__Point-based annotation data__
______________________________
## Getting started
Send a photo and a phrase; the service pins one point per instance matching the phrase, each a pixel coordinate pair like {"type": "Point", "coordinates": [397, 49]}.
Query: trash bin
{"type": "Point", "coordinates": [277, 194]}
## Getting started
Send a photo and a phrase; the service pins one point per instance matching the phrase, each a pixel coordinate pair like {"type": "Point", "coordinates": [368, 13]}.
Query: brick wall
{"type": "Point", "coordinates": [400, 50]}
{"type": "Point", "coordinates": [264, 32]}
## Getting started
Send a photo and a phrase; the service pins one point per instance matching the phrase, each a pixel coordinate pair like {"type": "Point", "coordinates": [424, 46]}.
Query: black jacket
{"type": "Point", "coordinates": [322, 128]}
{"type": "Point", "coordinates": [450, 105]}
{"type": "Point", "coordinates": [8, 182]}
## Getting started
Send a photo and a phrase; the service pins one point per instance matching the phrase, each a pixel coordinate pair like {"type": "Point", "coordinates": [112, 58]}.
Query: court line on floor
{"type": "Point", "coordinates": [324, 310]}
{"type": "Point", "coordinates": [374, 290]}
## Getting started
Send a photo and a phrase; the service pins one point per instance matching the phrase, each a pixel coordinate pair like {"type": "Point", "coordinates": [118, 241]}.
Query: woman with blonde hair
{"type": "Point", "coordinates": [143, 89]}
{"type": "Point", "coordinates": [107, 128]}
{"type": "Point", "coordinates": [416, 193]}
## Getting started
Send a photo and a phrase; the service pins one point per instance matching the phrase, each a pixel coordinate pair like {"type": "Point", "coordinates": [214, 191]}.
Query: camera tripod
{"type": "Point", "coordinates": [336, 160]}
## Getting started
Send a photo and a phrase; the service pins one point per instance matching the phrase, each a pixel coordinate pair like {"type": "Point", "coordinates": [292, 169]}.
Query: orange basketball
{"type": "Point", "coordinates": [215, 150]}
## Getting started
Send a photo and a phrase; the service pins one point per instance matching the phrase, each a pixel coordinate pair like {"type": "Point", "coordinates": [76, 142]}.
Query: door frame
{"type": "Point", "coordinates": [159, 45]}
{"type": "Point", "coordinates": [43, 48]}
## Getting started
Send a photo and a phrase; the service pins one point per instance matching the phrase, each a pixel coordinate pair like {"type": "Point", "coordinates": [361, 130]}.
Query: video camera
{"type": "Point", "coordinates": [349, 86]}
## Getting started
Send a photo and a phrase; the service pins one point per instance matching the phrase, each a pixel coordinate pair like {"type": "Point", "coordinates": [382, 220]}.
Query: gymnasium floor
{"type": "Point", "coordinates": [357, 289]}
______________________________
__GIVEN TASK__
Transcribe all of the entries without altering anything.

__ANSWER BELOW__
## Getting started
Send a photo and a phrase; the service pins one point per instance matching the phrase, each a pixel coordinate pair like {"type": "Point", "coordinates": [397, 49]}.
Query: trash bin
{"type": "Point", "coordinates": [277, 194]}
## Getting started
Send a photo and a phrase; the service pins one point per instance matching the phrase, each a pixel coordinate pair like {"type": "Point", "coordinates": [368, 13]}.
Query: brick wall
{"type": "Point", "coordinates": [400, 50]}
{"type": "Point", "coordinates": [264, 32]}
## Getting started
Send a photo and a phrase; the service pins one point per instance matching the phrase, each a pixel coordinate pair like {"type": "Point", "coordinates": [424, 46]}.
Query: black jacket
{"type": "Point", "coordinates": [322, 128]}
{"type": "Point", "coordinates": [450, 105]}
{"type": "Point", "coordinates": [8, 182]}
## Getting started
Send a photo and a phrase; the service pins one point per instance matching the phrase, each a pixel coordinate pair like {"type": "Point", "coordinates": [112, 58]}.
Query: court line on floor
{"type": "Point", "coordinates": [324, 310]}
{"type": "Point", "coordinates": [374, 290]}
## Getting started
Send a photo and a phrase; the service pins one point per instance matching the phrase, each a pixel coordinate pair like {"type": "Point", "coordinates": [118, 241]}.
Query: woman with blonde hair
{"type": "Point", "coordinates": [143, 89]}
{"type": "Point", "coordinates": [107, 128]}
{"type": "Point", "coordinates": [416, 193]}
## Getting started
Send a photo and a phrase; the service pins one point per instance matching the phrase, each a pixel coordinate pair like {"type": "Point", "coordinates": [214, 191]}.
Query: camera tripod
{"type": "Point", "coordinates": [336, 160]}
## Getting started
Send a photo and a phrase; the service pins one point per instance matching the phrase, each a pixel coordinate pair like {"type": "Point", "coordinates": [292, 169]}.
Query: orange basketball
{"type": "Point", "coordinates": [215, 150]}
## Getting started
Send a photo and a phrase; the service pins one point per instance matching the phrase, each a pixel coordinate pair like {"type": "Point", "coordinates": [76, 142]}.
Query: door frame
{"type": "Point", "coordinates": [159, 45]}
{"type": "Point", "coordinates": [43, 48]}
## Getting started
Send a photo and a phrase; the service pins one point per instance matching the phrase, each a pixel coordinate pair like {"type": "Point", "coordinates": [361, 130]}.
Query: video camera
{"type": "Point", "coordinates": [349, 86]}
## Getting started
Send a photo and a phrase; the service pins one point per instance matching the phrase, each a pixel coordinate pair like {"type": "Point", "coordinates": [382, 220]}.
Query: gymnasium floor
{"type": "Point", "coordinates": [357, 289]}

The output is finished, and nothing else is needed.